Can you format every line of the records below as a numbered list, skipping blank lines and leaving the pictures out?

## RAW RECORDS
========================
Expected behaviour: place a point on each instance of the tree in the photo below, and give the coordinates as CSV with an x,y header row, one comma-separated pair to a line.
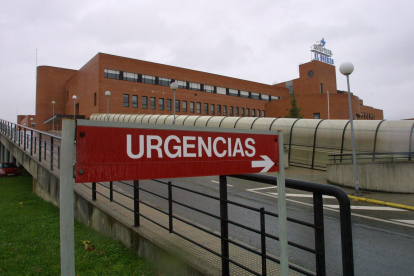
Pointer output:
x,y
294,111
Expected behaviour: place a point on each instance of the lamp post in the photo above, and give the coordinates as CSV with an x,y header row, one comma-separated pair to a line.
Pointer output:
x,y
74,106
53,119
107,94
174,86
346,68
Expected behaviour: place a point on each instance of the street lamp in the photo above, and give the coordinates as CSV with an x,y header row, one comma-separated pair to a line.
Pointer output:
x,y
174,86
74,106
53,119
346,68
107,94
========================
## SOLUTION TO THIS PROBLEM
1. Expected behaviour: place a point on each instance of the tree in the photo below, and give the coordinates as CSV with an x,y header row, one comma-separated pair to a line.
2. Pointer output:
3. x,y
4. 294,111
5. Expected behaviour: place a point on each instance of the lamp post in the photo above, and give the coordinates as CSV with an x,y header row, one comma-separated pair to a line.
6. Pointer output:
7. x,y
8. 74,106
9. 53,119
10. 107,94
11. 174,86
12. 346,68
13. Expected behaviour: place a point on each instance of the street lamp in the photo above, and give the coordinates as CSV with an x,y header row, one comma-separated pair to a line.
14. Pointer output:
15. x,y
16. 174,86
17. 74,106
18. 53,119
19. 346,68
20. 107,94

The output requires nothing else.